* **TRECHO APRESENTADO**:
------------

A história avança, mas nem tudo se transformou como deveria. Contudo, sou otimista. Acredito na saúde como conquista ao longo de um percurso histórico. Nesse sentido, a saúde da mulher negra passa pelos movimentos de luta pelos direitos sociais.
Passa por uma estrada aberta e mantida por protagonistas do movimento negro, como Sueli Carneiro, Instituto Geledés, Edna Rolan e Jurema Werneck, dentre tantos outros que contribuíram com a 8ª Conferência Nacional de Saúde (1986), iniciativa que foi um sopro de vida para o SUS, e aqueles que seguem atuando na construção de programas públicos, a exemplo da Política Nacional de Saúde Integral da População Negra, que visa combater as desigualdades étnico-raciais, o racismo e a discriminação que tanto afetam o bem-estar dessa ampla fatia da população.
Aqui me irmano também com a comunidade LGBTQIA+, que ganhou uma política pública de saúde mais recentemente. Todos juntos, podemos vislumbrar que o conceito de saúde integral vire realidade mais democrática, com mais acesso e equidade de direitos.
Dados do Instituto Brasileiro de Geografia e Estatística (IBGE) mostram ser expressivo o número de domicílios brasileiros chefiados e sustentados por mulheres, muitas delas negras, muitas delas em condições de saúde longe do ideal.
O desafio, portanto, não é pequeno.
Em visita ao Egito, tive o privilégio de voltar ao passado e conhecer a história dos povos núbios, do reino de Kusch e das candases, rainhas negras com grande expressão política e liderança. Elas podem ser fonte de inspiração.
Assim como o ativista Martin Luther King Jr., com o qual compartilho um sonho: que a chama da justiça social se acenda e permaneça acesa em cada um de nós.
Que cada mulher negra conquiste a governança sobre sua própria saúde e, com as condições adequadas, ajude a lapidar uma sociedade mais respeitosa, igualitária e feliz. Axé!

------------

* **DADOS PARA ANÁLISE**:
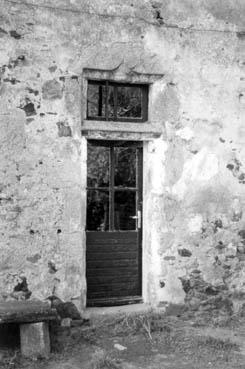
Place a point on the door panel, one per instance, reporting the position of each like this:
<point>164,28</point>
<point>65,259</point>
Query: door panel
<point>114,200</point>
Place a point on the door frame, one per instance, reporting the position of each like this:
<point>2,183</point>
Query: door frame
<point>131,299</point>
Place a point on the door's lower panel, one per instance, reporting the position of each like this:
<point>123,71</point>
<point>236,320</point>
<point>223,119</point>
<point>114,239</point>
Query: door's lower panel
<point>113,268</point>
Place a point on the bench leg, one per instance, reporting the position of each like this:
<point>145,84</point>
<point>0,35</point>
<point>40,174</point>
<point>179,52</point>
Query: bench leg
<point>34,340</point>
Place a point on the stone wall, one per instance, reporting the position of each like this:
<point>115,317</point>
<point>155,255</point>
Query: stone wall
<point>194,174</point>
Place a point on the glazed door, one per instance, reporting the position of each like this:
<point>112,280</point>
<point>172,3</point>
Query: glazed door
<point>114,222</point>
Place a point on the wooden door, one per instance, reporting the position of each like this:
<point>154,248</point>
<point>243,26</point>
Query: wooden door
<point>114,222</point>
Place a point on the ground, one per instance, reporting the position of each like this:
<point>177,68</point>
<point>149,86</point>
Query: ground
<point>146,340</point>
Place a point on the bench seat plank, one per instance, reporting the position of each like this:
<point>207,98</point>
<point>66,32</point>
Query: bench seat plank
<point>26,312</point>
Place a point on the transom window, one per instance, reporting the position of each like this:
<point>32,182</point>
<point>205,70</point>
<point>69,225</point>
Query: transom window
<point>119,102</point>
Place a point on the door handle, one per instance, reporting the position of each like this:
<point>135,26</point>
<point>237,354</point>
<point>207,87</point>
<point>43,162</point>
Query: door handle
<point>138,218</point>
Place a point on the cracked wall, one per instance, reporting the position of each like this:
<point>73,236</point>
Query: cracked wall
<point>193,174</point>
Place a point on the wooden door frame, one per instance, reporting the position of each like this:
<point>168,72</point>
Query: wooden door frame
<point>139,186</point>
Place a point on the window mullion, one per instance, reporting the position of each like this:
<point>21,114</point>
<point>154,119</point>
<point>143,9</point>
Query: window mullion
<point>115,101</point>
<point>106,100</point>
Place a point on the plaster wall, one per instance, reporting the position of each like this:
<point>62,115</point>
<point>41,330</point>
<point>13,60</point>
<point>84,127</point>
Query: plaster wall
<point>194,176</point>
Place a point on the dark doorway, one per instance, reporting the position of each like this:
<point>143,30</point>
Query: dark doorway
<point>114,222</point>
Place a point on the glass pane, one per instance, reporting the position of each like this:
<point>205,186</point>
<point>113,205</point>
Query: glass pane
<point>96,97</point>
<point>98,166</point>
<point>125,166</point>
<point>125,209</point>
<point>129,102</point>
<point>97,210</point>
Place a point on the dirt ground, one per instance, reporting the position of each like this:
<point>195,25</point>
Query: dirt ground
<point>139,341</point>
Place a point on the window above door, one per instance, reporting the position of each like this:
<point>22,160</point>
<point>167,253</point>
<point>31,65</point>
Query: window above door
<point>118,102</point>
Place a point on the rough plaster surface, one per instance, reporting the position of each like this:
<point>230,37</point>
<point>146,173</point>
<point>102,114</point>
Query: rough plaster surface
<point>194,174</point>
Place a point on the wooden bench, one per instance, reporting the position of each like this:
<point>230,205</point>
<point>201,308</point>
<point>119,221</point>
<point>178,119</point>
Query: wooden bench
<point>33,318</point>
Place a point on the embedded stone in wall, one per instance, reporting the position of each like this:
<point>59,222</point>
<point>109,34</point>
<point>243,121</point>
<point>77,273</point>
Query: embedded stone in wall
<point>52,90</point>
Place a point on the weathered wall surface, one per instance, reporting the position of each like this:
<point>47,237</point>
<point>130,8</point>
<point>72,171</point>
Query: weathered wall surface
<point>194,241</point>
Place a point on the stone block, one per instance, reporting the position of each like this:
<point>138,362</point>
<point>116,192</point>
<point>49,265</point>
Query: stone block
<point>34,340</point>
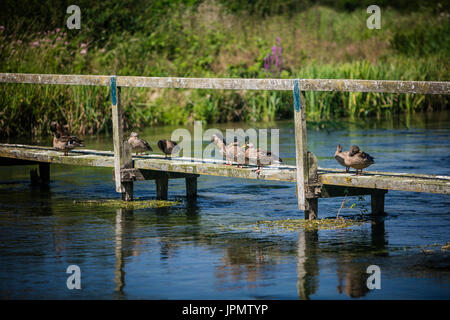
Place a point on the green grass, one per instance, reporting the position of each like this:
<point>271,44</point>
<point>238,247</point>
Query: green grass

------------

* **OBJETIVO DA TAREFA**:
Transcreva, sem alterações, a parte do texto sobre a saúde da mulher negra que começa nas palavras "A história avança, mas" e termina logo após "pelos direitos sociais.".

* **TAREFA CONCLUÍDA**:
A história avança, mas nem tudo se transformou como deveria. Contudo, sou otimista. Acredito na saúde como conquista ao longo de um percurso histórico. Nesse sentido, a saúde da mulher negra passa pelos movimentos de luta pelos direitos sociais.